▶ [Work to complete] Among the entries below, find every line that contains the string "negative", then copy it.

▶ [Task input]
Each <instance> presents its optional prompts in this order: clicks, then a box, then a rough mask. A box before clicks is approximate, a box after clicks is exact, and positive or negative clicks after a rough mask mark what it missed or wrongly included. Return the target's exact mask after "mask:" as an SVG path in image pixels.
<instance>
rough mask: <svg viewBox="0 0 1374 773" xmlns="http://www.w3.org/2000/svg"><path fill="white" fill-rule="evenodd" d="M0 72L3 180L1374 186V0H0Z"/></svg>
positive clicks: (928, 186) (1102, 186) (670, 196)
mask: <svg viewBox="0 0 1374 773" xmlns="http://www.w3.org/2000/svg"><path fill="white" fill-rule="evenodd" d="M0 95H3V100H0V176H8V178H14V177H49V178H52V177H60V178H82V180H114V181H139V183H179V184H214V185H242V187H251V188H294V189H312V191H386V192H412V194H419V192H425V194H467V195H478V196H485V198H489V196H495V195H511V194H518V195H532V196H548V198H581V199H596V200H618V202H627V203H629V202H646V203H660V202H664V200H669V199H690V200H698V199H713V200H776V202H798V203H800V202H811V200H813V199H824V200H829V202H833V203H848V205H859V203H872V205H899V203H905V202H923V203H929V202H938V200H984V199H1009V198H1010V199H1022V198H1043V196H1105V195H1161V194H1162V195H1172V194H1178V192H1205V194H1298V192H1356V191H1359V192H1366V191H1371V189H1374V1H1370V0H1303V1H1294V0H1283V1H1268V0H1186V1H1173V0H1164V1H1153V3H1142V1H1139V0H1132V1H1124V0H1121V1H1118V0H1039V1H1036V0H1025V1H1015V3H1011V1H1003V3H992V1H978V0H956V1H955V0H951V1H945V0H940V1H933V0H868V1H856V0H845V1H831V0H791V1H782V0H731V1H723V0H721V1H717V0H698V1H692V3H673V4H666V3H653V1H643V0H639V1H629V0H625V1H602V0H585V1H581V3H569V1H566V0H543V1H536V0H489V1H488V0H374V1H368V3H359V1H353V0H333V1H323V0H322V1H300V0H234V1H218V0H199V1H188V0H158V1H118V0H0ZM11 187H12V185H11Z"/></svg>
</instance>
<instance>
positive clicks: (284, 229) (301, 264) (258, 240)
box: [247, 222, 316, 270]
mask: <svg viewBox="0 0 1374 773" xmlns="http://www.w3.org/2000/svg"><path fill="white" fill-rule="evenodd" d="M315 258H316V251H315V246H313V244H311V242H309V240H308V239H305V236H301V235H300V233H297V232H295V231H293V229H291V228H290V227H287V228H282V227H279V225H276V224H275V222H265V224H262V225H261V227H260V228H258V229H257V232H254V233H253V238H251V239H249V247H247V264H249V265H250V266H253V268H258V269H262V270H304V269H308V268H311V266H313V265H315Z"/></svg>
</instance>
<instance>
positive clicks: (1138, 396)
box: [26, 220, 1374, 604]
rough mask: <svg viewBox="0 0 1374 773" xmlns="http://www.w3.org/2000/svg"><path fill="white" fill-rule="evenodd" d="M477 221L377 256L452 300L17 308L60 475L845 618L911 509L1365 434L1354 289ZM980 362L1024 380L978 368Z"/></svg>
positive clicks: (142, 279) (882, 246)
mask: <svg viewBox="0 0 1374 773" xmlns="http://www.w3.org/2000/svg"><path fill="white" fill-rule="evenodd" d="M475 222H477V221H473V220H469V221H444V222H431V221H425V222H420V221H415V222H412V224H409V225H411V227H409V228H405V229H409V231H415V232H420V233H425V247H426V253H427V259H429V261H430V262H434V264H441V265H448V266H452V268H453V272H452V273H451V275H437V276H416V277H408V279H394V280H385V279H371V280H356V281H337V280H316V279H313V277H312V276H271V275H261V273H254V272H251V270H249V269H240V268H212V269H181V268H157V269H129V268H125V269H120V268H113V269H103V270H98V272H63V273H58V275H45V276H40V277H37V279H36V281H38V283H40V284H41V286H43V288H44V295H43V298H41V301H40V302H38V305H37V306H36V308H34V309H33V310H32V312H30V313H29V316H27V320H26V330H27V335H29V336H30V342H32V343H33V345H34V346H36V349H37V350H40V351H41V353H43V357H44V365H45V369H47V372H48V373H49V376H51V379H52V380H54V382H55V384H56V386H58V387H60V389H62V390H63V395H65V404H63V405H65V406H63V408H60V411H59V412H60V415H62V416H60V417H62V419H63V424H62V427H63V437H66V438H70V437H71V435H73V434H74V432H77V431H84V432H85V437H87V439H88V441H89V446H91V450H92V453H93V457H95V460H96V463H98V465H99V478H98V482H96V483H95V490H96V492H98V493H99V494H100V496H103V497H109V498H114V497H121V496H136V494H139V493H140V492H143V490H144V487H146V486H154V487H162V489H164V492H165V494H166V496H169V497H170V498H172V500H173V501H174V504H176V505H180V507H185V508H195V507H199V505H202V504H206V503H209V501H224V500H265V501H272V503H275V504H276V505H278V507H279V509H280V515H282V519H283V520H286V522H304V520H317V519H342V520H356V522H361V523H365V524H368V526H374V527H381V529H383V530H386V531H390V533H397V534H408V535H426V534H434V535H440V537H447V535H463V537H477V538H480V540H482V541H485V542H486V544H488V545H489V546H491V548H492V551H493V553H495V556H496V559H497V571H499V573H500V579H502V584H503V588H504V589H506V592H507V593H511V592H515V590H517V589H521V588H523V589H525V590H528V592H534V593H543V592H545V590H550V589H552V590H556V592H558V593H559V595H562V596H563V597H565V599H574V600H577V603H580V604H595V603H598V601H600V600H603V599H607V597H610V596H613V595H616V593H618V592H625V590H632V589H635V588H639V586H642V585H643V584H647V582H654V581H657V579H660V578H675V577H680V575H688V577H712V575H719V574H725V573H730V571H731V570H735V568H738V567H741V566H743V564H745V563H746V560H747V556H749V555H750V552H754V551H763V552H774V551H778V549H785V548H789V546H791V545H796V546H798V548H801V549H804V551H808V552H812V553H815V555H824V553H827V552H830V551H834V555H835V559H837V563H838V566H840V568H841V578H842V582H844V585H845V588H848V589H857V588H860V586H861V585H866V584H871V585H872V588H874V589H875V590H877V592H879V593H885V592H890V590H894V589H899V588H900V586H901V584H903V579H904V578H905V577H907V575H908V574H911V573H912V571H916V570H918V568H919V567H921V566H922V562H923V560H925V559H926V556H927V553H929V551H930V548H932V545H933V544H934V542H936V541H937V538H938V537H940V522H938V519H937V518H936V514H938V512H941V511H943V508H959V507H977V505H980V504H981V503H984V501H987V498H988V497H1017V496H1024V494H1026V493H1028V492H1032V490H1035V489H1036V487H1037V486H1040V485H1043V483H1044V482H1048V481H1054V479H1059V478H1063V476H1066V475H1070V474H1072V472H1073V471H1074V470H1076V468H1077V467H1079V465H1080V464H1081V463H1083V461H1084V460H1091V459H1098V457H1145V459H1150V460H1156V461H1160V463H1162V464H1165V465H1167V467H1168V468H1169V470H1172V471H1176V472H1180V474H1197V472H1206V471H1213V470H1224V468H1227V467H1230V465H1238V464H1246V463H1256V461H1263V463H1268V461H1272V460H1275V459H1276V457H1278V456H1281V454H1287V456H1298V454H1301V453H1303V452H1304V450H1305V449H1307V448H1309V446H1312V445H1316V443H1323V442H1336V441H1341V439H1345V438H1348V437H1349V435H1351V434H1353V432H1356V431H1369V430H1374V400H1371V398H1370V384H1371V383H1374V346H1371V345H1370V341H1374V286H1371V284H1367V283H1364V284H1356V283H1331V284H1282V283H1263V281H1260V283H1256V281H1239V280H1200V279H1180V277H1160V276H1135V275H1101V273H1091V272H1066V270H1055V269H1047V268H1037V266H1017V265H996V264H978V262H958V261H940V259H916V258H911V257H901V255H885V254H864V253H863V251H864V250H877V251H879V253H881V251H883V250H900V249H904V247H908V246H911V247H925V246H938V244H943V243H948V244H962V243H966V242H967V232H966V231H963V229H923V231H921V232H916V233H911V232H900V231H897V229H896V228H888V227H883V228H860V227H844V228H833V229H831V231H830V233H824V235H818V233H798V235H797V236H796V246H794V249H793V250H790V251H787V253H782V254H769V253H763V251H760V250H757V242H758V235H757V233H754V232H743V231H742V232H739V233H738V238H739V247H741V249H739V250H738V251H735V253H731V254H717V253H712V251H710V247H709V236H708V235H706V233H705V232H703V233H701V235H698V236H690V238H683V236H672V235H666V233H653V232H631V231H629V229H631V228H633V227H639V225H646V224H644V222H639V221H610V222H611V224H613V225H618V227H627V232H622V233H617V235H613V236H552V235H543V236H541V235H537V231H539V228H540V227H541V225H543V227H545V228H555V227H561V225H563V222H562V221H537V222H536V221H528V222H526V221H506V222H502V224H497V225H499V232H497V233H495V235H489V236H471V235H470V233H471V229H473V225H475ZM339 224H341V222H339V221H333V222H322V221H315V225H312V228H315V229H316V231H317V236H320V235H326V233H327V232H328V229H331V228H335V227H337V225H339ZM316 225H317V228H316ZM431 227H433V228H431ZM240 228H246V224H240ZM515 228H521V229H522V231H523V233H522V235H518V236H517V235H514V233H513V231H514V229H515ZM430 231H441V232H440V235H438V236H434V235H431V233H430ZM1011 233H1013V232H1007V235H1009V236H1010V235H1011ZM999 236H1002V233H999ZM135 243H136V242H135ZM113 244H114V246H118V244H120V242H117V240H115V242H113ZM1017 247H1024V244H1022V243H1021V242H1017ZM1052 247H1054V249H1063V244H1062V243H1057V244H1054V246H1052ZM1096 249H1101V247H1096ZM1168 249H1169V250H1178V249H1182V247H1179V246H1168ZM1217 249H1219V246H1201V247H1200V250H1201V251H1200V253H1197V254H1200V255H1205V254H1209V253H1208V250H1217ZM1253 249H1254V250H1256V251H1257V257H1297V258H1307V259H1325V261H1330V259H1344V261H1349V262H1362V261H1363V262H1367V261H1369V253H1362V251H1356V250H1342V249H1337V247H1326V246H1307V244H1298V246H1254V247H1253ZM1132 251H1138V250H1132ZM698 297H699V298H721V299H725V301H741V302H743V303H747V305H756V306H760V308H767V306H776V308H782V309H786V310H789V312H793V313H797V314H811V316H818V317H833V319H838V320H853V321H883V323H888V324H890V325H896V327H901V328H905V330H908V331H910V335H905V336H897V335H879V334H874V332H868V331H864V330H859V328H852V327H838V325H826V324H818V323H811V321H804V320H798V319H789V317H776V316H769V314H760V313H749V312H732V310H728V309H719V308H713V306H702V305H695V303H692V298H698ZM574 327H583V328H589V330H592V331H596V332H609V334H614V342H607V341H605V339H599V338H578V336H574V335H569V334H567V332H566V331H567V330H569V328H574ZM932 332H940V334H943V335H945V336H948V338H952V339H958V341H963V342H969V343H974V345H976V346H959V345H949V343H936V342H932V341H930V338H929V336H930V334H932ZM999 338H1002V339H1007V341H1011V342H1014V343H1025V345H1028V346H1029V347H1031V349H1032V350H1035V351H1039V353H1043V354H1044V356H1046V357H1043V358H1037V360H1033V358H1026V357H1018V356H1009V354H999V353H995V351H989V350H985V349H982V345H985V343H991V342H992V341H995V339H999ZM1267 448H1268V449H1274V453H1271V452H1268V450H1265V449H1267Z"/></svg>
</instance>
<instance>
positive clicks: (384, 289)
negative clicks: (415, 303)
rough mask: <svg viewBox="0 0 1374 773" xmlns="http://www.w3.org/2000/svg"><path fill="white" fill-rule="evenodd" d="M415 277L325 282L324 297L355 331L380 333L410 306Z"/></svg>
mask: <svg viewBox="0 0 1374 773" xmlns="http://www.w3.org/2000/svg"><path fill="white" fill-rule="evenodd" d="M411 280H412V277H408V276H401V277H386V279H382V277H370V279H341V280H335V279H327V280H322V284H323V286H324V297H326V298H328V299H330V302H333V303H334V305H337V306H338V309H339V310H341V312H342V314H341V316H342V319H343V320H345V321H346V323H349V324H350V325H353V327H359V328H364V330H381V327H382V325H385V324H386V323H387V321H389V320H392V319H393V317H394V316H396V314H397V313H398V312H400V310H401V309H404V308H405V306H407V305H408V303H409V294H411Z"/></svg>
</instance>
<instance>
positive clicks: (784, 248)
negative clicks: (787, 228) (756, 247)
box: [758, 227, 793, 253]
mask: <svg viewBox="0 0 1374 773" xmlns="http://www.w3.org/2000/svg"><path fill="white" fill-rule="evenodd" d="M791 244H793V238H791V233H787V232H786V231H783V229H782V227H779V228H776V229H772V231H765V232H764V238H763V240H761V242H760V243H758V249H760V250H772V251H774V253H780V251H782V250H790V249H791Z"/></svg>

▶ [Solution]
Each <instance> presents its optional prompts in this order: clicks, then a box, then a rough mask. A box before clicks is approximate, a box after clicks is exact, and positive or negative clicks after a rough mask mark what it missed or wrongly included. Return the target's exact mask after "mask:" as an SVG path in image pixels.
negative clicks: (415, 303)
negative clicks: (787, 228) (756, 247)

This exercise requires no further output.